Transcribe verbatim the lines of the entries below, beginning with the line that contains "Crop-scouting request: mark the triangular" and continuing through the final line of the entries, both ends included.

--- Start The records ---

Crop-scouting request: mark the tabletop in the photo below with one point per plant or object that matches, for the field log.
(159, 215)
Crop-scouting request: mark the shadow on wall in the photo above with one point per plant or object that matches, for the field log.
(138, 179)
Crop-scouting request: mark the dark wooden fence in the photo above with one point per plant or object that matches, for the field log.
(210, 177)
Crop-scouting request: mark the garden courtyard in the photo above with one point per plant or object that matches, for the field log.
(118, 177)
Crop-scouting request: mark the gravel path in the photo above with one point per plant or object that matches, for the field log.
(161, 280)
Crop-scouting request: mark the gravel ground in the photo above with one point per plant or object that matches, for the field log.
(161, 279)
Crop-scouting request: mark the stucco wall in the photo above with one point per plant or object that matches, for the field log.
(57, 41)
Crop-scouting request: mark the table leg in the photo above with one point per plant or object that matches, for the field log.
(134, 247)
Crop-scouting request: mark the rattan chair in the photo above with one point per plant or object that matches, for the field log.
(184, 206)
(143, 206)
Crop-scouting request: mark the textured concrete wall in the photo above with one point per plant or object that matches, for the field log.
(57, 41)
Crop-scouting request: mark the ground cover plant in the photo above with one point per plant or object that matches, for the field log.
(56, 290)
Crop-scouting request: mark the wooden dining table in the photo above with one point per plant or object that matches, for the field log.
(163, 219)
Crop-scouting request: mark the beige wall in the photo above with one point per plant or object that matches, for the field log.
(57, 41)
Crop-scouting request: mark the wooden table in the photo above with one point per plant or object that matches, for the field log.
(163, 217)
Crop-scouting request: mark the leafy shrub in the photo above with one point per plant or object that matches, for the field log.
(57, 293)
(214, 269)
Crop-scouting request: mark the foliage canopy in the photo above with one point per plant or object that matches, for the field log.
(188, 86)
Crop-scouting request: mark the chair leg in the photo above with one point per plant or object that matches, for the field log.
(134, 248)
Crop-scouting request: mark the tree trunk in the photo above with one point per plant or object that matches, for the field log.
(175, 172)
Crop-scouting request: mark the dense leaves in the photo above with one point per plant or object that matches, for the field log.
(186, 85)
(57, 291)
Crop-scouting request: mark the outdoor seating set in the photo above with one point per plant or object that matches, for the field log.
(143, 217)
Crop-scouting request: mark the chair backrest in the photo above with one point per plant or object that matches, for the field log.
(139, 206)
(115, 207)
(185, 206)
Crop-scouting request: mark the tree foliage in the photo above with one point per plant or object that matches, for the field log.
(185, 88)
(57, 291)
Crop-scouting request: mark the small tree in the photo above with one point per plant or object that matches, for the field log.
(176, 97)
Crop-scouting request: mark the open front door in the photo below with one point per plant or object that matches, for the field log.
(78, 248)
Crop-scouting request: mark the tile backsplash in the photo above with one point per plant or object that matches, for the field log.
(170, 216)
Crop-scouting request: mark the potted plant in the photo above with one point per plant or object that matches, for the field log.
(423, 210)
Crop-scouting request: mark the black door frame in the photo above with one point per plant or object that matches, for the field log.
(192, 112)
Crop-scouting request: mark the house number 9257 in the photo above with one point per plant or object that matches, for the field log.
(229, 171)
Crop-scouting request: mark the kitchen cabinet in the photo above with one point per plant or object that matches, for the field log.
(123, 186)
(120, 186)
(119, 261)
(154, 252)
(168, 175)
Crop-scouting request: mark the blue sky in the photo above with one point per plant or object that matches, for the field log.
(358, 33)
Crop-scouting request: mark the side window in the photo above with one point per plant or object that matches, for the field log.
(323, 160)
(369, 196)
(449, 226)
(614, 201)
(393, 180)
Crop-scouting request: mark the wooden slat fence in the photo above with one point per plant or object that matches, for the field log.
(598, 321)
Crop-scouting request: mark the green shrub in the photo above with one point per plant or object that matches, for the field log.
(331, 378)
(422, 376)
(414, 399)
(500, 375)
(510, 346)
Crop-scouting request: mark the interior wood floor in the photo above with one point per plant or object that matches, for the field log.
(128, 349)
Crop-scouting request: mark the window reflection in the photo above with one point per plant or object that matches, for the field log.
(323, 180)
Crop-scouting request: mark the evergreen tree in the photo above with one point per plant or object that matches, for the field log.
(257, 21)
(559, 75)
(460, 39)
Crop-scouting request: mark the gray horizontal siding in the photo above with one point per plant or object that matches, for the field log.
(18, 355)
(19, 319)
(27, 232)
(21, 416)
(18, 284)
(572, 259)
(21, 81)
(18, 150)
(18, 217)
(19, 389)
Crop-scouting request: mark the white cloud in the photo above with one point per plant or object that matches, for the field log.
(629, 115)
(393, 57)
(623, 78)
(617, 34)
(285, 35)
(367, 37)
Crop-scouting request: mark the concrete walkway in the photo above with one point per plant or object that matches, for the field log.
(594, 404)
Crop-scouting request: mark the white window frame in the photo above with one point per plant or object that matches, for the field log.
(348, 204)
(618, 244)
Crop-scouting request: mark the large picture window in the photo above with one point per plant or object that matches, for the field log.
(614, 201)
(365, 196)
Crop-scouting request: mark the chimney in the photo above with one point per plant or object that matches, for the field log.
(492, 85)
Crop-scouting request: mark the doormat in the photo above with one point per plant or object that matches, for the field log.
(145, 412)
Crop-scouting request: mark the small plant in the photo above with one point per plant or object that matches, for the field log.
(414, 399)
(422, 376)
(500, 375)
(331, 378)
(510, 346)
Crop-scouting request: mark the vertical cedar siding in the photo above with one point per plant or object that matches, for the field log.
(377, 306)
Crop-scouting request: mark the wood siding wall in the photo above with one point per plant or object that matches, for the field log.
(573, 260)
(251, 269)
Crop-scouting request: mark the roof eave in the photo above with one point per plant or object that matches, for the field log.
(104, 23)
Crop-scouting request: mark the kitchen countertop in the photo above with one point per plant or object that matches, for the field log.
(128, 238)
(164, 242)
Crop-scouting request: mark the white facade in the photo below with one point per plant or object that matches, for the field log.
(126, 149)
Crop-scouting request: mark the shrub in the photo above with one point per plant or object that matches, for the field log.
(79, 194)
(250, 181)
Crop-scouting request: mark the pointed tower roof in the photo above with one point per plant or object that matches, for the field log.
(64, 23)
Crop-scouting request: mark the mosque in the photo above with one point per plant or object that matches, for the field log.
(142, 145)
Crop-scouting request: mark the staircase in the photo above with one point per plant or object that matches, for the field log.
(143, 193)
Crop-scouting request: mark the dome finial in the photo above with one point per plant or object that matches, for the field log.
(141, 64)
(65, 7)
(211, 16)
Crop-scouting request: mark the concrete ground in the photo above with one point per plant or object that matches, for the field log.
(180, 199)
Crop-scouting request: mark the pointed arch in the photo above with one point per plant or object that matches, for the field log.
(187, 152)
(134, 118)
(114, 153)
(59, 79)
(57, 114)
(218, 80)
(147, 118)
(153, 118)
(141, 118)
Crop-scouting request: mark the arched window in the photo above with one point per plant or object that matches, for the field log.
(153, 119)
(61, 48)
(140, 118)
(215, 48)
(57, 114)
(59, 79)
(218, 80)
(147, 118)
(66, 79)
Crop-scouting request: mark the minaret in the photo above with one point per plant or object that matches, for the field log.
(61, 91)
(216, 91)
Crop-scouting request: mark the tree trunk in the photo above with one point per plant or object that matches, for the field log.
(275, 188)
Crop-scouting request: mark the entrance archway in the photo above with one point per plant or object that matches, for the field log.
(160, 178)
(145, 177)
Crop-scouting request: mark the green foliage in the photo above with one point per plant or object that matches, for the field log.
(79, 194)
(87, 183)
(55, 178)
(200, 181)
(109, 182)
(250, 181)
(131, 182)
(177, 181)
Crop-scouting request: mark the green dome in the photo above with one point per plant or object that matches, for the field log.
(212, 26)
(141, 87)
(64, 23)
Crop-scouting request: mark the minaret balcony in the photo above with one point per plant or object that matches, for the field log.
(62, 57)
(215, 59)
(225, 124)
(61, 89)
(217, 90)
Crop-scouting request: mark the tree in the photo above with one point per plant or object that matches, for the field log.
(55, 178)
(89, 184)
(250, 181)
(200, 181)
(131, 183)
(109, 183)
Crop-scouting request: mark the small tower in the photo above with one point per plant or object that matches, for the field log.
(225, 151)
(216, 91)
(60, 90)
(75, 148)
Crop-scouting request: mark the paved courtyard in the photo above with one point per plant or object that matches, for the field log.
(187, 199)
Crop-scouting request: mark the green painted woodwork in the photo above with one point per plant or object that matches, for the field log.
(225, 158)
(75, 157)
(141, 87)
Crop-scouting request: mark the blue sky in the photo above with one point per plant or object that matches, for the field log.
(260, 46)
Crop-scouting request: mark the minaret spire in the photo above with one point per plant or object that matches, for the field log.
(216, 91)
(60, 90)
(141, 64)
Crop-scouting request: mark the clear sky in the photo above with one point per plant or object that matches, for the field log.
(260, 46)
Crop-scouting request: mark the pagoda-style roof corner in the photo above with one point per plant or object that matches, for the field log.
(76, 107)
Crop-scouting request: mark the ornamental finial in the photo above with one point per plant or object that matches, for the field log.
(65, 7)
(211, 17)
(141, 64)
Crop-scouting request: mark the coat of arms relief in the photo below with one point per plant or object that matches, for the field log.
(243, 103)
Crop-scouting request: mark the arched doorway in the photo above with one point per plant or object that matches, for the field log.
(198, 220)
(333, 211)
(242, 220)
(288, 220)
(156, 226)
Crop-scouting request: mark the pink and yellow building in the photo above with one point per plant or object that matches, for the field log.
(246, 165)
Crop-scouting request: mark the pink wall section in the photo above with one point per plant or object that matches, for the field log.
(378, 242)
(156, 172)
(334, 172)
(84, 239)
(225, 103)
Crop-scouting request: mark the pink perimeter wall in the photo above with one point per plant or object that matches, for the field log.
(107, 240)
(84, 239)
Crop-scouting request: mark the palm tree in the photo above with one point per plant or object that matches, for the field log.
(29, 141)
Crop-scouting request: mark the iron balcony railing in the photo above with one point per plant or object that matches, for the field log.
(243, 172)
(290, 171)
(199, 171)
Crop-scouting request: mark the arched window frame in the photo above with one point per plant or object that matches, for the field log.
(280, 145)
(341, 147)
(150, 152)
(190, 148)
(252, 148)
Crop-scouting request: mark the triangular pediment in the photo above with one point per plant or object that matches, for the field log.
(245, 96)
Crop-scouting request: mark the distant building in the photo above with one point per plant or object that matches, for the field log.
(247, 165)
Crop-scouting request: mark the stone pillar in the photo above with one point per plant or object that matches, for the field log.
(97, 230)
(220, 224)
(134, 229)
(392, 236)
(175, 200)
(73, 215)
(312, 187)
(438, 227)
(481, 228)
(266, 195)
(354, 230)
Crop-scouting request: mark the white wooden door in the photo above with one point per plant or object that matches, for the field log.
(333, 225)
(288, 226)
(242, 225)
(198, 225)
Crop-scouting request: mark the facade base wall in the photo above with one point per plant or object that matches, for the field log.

--- End The records ---

__Result below__
Crop-scouting request: mark the triangular pediment in the photo above with one point per plant or object that matches, for the field log.
(245, 96)
Crop-scouting request: mark the distant building in the photo above with one point per plant or object that matches, for the field log.
(247, 165)
Crop-scouting request: mark the stone pillar in the photo above with one point per plant or object that matches, for the field log.
(97, 230)
(220, 224)
(134, 229)
(392, 236)
(175, 200)
(73, 215)
(312, 187)
(438, 227)
(481, 228)
(266, 195)
(354, 230)
Crop-scouting request: mark the white wooden door in the photo above with one point per plant or object that matches, for the field log.
(333, 225)
(288, 226)
(242, 225)
(198, 225)
Crop-scouting request: mark the facade base wall in the photo above with one point per plant or object that matches, for the field log.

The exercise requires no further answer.